→ RANGKAIAN LATIHAN
A - Rangkum teks tentang buku muatan lokal di Sumatera Utara dalam dua kalimat.
B - Teruskan teks tentang buku muatan lokal di Sumatera Utara mulai dari kalimat sesudah bagian terakhirnya.

→ TEKS BACAAN
═══

Oleh: Fahrin Malau
Sebuah gagasan dimunculkan Kepala Dinas Pendidikan Provinsi Sumatera Utara, Drs. Syaiful Syafri untuk menerbitkan buku-buku muatan lokal. Sejumlah kalangan menyambut baik gagasan menerbitkan buku muatan lokal. Diharapkan semakin banyak buku-buku muatan lokal, masyarakat akan semakin mengetahui potensi yang dimiliki Provinsi Sumatera Utara.
Kegembiraan akan hadirnya buku-buku muatan lokal juga disambut baik Ikatan Penerbit Indonesia (Ikapi) Sumatera Utara. Ketua Ikapi Sumatera Utara, Rizali H. Nasution kepada Analisa berharap dengan hadirnya buku-buku muatan lokal dapat menggairahkan kembali industri penerbitan yang beberapa tahun ini mengalami kelesuan. Tidak hanya itu, hadirnya buku-buku muatan lokal memberikan kesempatan kepada penulis untuk mengekplorasi kekayaan Sumatera Utara yang dikemas dalam bentuk buku. Berikut ini petikan wawancara Analisa bersama Ketua Ikapi Sumut, Rizali H. Nasution, Kamis (17/2).
Analisa: Apa respon Ikapi dengan gagasan Dinas Pendidikan Provinsi Sumatera Utara menerbitkan buku-buku muatan lokal?
Rizali: Ikapi Sumut menyambut baik gagasan Dinas Pendidikan Sumatera Utara menerbitkan buku-buku muatan lokal. Hanya saja, sebelum buku-buku muatan lokal diterbitkan terlebih dahulu harus jelas batasan apa saja yang dikatakan muatan lokal.

═══

→ BARIS DATA
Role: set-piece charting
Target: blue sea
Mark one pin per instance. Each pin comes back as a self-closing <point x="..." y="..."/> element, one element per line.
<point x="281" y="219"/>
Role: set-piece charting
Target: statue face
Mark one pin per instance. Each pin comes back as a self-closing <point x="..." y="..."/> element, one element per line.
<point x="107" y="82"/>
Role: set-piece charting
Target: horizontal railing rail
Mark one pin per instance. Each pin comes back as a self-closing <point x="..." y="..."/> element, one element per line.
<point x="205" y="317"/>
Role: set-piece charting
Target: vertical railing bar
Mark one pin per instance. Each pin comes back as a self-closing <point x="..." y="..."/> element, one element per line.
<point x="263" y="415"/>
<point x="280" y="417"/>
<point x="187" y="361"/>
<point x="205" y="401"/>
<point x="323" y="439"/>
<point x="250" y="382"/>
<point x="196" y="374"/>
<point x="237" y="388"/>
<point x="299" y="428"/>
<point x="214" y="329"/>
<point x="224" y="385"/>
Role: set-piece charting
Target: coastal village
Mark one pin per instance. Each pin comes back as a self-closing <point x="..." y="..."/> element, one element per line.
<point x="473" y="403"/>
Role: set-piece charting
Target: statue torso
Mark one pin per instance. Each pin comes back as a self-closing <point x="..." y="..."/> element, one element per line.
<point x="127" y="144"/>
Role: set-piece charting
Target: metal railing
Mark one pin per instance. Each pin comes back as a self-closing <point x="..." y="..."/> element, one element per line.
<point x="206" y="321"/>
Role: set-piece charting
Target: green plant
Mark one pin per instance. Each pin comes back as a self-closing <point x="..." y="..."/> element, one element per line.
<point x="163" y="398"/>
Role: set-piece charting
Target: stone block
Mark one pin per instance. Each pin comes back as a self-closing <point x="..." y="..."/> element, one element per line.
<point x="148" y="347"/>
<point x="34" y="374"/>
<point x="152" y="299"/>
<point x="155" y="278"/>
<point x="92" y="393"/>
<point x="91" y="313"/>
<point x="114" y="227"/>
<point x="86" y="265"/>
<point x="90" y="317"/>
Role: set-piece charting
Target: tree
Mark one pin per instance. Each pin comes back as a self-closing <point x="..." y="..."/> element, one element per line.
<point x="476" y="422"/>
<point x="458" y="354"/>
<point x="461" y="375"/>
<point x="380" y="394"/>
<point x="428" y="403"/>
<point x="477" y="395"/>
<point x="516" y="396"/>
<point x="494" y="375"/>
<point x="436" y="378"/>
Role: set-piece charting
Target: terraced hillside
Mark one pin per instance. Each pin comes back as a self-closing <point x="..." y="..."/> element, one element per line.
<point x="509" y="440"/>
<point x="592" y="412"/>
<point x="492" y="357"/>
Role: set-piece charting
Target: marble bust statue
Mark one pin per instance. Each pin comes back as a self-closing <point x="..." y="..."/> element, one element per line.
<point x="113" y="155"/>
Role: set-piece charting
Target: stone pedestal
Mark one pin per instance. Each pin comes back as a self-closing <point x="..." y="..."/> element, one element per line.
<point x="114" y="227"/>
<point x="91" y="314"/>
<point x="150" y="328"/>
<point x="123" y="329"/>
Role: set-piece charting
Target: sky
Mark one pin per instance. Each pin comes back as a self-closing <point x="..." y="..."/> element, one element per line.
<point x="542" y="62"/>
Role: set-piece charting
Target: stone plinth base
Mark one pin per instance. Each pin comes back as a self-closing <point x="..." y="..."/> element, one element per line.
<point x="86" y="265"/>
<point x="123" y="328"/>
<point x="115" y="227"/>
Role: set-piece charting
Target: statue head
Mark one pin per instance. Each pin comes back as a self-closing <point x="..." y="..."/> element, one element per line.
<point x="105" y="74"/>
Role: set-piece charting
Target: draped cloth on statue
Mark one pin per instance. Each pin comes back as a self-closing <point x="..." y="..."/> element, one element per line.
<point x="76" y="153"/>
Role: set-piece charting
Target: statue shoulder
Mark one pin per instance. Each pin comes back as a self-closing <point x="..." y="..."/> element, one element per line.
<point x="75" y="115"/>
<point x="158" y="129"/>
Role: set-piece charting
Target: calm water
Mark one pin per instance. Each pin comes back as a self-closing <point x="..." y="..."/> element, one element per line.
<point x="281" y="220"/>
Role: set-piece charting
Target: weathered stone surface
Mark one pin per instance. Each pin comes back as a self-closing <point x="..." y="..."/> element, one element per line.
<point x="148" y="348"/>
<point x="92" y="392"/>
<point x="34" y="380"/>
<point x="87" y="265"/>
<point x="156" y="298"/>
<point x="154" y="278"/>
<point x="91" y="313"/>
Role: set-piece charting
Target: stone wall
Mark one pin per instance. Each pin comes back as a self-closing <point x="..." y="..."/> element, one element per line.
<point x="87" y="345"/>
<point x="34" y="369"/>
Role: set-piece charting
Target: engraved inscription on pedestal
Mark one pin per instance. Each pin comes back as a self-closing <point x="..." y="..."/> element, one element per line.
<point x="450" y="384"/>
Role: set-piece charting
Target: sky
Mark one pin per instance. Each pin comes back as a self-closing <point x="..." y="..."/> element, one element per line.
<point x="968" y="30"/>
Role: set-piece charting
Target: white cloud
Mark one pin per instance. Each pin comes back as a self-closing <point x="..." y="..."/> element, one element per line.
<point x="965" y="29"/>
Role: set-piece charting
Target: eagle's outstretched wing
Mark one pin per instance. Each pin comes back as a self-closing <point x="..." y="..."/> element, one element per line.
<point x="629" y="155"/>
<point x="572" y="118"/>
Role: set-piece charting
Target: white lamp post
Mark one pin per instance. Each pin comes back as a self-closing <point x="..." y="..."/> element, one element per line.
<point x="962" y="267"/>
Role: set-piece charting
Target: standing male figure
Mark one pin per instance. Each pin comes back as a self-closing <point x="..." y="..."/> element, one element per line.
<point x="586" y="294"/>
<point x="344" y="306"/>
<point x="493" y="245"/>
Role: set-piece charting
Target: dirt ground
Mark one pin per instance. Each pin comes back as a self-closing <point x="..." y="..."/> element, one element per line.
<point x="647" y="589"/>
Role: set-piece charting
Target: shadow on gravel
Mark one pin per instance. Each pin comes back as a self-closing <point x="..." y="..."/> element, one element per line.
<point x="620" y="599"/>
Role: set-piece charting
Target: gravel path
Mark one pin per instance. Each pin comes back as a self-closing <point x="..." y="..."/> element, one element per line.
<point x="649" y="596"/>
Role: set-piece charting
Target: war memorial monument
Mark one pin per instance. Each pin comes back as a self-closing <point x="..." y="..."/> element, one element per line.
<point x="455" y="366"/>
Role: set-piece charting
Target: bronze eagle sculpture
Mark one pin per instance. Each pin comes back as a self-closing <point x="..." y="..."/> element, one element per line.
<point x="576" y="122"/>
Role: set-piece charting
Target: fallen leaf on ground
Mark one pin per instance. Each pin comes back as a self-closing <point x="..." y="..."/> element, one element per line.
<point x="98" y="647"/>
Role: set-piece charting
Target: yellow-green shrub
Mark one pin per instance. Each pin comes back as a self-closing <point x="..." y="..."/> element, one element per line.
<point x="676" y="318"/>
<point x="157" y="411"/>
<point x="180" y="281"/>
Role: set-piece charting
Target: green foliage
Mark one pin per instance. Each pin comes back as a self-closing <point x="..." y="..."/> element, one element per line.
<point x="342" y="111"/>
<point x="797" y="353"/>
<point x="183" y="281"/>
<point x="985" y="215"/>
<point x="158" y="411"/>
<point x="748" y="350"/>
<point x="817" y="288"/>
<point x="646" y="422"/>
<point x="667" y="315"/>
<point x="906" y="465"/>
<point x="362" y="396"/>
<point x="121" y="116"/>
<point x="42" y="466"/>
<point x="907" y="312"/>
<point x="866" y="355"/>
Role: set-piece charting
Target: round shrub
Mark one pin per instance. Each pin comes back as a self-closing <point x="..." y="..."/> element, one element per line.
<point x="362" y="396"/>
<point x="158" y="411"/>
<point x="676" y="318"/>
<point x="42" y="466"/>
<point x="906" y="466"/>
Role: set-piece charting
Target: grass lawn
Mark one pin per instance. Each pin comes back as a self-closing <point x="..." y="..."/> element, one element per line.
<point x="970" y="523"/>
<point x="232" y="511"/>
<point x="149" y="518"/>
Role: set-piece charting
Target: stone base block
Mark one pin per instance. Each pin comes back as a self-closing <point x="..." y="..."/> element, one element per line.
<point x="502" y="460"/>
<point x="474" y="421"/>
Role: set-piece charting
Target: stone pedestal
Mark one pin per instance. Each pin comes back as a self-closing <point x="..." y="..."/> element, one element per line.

═══

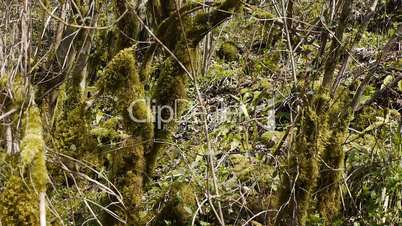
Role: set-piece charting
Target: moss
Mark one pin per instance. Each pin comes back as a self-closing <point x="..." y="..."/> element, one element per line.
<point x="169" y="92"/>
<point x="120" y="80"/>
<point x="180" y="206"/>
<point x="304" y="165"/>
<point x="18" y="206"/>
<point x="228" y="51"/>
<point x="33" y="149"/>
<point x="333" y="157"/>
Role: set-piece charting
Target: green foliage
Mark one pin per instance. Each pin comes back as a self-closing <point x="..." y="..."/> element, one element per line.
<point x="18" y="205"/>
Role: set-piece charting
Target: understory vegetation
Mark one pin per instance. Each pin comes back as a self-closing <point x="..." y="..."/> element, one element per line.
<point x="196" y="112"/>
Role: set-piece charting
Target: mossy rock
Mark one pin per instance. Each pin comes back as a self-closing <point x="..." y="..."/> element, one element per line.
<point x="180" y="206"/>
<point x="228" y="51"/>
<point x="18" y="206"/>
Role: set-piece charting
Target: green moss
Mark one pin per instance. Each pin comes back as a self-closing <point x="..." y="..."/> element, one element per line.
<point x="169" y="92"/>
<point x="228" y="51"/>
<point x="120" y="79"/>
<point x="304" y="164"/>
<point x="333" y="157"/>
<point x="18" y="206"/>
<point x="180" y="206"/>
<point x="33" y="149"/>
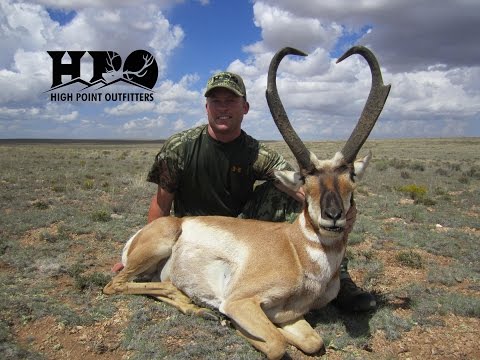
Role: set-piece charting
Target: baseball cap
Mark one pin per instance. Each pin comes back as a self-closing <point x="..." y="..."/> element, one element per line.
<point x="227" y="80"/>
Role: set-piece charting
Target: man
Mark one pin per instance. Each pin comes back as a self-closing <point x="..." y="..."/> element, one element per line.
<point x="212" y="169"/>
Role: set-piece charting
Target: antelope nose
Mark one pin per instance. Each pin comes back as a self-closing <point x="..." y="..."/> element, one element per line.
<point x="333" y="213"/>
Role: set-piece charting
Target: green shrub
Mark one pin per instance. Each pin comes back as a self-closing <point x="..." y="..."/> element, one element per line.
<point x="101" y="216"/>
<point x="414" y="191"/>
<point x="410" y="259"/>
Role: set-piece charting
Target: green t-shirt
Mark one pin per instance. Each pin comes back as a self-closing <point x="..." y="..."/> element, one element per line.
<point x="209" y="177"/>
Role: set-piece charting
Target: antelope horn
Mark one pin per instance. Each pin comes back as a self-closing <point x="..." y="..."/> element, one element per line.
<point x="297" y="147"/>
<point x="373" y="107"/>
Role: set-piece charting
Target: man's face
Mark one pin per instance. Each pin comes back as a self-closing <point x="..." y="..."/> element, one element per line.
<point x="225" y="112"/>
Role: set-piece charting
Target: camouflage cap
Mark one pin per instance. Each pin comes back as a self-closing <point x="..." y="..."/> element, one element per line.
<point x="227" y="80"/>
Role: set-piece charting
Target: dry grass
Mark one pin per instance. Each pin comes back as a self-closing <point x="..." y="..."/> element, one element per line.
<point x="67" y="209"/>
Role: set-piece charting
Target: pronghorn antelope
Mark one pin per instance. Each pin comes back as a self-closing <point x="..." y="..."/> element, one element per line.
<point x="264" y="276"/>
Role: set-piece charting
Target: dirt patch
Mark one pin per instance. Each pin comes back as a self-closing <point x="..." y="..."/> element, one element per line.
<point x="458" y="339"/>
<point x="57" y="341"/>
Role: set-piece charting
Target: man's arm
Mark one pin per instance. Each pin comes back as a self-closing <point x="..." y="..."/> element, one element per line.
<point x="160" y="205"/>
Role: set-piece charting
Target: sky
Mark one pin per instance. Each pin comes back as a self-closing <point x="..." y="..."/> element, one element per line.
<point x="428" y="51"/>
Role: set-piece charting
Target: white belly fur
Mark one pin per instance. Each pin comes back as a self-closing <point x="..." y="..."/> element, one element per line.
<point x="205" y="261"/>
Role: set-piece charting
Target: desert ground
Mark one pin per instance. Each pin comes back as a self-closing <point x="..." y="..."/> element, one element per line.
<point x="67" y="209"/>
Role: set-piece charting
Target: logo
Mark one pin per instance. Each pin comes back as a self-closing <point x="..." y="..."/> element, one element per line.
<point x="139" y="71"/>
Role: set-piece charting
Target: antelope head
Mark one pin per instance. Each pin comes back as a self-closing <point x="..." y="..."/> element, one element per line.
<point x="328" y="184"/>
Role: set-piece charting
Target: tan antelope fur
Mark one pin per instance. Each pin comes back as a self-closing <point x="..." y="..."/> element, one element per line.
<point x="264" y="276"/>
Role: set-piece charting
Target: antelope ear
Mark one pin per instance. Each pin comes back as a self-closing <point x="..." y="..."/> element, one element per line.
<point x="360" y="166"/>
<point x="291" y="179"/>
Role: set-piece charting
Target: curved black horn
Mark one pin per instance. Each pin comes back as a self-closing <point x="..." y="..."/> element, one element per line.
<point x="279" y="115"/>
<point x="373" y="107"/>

═══

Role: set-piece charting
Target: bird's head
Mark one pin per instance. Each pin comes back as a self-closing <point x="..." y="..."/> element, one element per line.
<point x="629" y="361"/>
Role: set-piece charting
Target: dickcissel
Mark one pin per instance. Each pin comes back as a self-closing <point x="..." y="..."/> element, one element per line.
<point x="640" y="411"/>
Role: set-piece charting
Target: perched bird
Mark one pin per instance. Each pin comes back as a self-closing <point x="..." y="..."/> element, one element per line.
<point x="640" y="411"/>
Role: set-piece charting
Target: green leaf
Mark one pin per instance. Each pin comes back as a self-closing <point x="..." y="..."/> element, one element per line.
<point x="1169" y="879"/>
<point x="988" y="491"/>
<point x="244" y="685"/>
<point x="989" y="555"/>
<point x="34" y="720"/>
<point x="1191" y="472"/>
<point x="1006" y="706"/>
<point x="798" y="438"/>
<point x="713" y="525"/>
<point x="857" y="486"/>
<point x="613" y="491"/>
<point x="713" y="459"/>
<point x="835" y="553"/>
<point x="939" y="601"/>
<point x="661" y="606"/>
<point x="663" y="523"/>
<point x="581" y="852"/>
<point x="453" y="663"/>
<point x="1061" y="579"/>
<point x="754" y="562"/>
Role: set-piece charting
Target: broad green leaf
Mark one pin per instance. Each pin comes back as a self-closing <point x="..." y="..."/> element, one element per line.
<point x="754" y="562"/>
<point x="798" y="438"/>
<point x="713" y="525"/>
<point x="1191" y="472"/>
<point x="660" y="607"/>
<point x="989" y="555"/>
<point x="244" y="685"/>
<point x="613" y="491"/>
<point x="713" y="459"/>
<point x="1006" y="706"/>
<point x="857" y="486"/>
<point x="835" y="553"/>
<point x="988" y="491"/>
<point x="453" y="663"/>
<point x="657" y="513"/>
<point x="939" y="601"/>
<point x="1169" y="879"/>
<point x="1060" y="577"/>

═══

→ JAWABAN BERURUTAN
A - Kepala Dinas Pendidikan Provinsi Sumatera Utara, Drs. Syaiful Syafri, menggagas penerbitan buku-buku muatan lokal agar masyarakat semakin mengetahui potensi provinsi tersebut, dan gagasan ini disambut baik sejumlah kalangan, termasuk Ikapi Sumatera Utara. Ketua Ikapi Sumut, Rizali H. Nasution, berharap buku-buku itu menggairahkan kembali industri penerbitan yang sedang lesu serta memberi penulis kesempatan mengeksplorasi kekayaan Sumatera Utara, tetapi ia menegaskan bahwa batasan muatan lokal harus jelas sebelum buku-buku tersebut diterbitkan.

B -
Analisa: Bisa dijelas maksud batasan muatan lokal?
Rizali: Begini. Batasan muatan lokal yang saya maksud harus jelas apa yang dimaksud muatan lokal. Misalnya buku Sisingamangaraja XII bisa dikatakan muatan lokal dan juga bisa dikatakan tidak muatan nasional. Kalau buku Sisingamangaraja XII menceritakan perjuangan melawan penjajahan tidak tepat dikatakan muatan lokal. Kita mengatahui kalau Sisingamangaraja XII adalah pahlawan nasional, artinya sosok Sisingamangaraja XII adalah milik masyarakat Indonesia, bukan hanya masyarakat Sumatera Utara. Lain cerita bila buku Sisingamangaraja XII menceritakan tentang silsila, keluarga baru tepat dikatakan muatan lokal. Begitu juga dengan buku Jenderal Abdul Haris Nasution bisa dikatakan muatan lokal karena kelahiran Tapanuli Selatan tapi juga bisa tidak dikatakan muatan nasional karena Jenderal Abdul Haris Nasution pahlawan revolusi milik masyarakat Indonesia. Tergantung dari sudut pandang mana kita melihat.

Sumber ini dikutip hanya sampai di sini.